## TEXTAUSZUG
◆ ◆ ◆

Expedition von Wolfgang Kramer erschienen bei Amigo

Brettspielpoetin Sonja hat die Frage aufgeworfen, ob der aktuelle Trend in der Brettspielbranche nicht "Neuerscheinungen" sind. Je länger ich darüber nachdenke, umso mehr würde ich die Frage eher mit "Nein" beantworten. Denn meiner Meinung nach sind Neuerscheinungen, Jubiläums-Editionen, Re-Themes usw. kein neuer Trend, sondern sie sind eigentlich ein dauerhaftes Muss für Verlage. So wollen und sollen erfolgreiche Spiele (-familien) gehegt und gepflegt werden. Insbesondere der Amigo-Verlag macht das schon seit Jahren sehr umtriebig und scheinbar auch erfolgreich (ich möchte gar nicht die vielen verschiedenen Versionen von 6 NIMMT! oder WIZARD in meinem Regal zählen). So ist es nicht verwunderlich, dass auch EXPEDITION bei Amigo eine neue Heimat gefunden hat (als Neuauflage vom 1996er EXPEDITION bei Queen Games bzw. vom 2005er EXPEDITION NATIONAL GEOGRAPHIC bei Ravensburger).

◆ ◆ ◆

## DATENSATZINHALT
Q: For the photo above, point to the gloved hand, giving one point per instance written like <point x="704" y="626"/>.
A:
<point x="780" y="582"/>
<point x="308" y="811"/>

◆ ◆ ◆

## AUFGABEN
[1] Beantworte zum Textauszug diese Fragen:
(a) Bei welchem Verlag ist EXPEDITION von Wolfgang Kramer erschienen?
(b) Wer hat die Frage aufgeworfen, ob Neuerscheinungen der aktuelle Trend in der Brettspielbranche sind?
(c) Bei welchem Verlag erschien die Ausgabe von EXPEDITION aus dem Jahr 1996?
[2] Fasse den Absatz im Textauszug, der mit „Brettspielpoetin Sonja hat die Frage aufgeworfen“ beginnt, als Stichpunktliste zusammen und behalte dabei die wichtigsten Fakten bei.
[3] Gib den Textauszug wortgetreu wieder, beginnend mit „Brettspielpoetin Sonja hat“ und weiter bis einschließlich „GEOGRAPHIC bei Ravensburger).“.
Das Material wird zur Bearbeitung nicht gebraucht.

## LÖSUNGEN
[1]
(a) Bei Amigo.
(b) Brettspielpoetin Sonja.
(c) Bei Queen Games.

[2]
- Sonja fragt, ob Neuerscheinungen der aktuelle Trend in der Brettspielbranche sind.
- Im Text wird die Frage eher verneint: Neuerscheinungen, Jubiläums-Editionen und Re-Themes seien kein neuer Trend, sondern ein dauerhaftes Muss für Verlage.
- Erfolgreiche Spiele und Spielefamilien sollen so gehegt und gepflegt werden.
- Amigo macht das seit Jahren sehr umtriebig und scheinbar erfolgreich, etwa mit vielen Versionen von 6 NIMMT! und WIZARD.
- Deshalb hat auch EXPEDITION bei Amigo eine neue Heimat gefunden. Es ist eine Neuauflage der Ausgabe von 1996 bei Queen Games bzw. von EXPEDITION NATIONAL GEOGRAPHIC aus dem Jahr 2005 bei Ravensburger.

[3]
Brettspielpoetin Sonja hat die Frage aufgeworfen, ob der aktuelle Trend in der Brettspielbranche nicht "Neuerscheinungen" sind. Je länger ich darüber nachdenke, umso mehr würde ich die Frage eher mit "Nein" beantworten. Denn meiner Meinung nach sind Neuerscheinungen, Jubiläums-Editionen, Re-Themes usw. kein neuer Trend, sondern sie sind eigentlich ein dauerhaftes Muss für Verlage. So wollen und sollen erfolgreiche Spiele (-familien) gehegt und gepflegt werden. Insbesondere der Amigo-Verlag macht das schon seit Jahren sehr umtriebig und scheinbar auch erfolgreich (ich möchte gar nicht die vielen verschiedenen Versionen von 6 NIMMT! oder WIZARD in meinem Regal zählen). So ist es nicht verwunderlich, dass auch EXPEDITION bei Amigo eine neue Heimat gefunden hat (als Neuauflage vom 1996er EXPEDITION bei Queen Games bzw. vom 2005er EXPEDITION NATIONAL GEOGRAPHIC bei Ravensburger).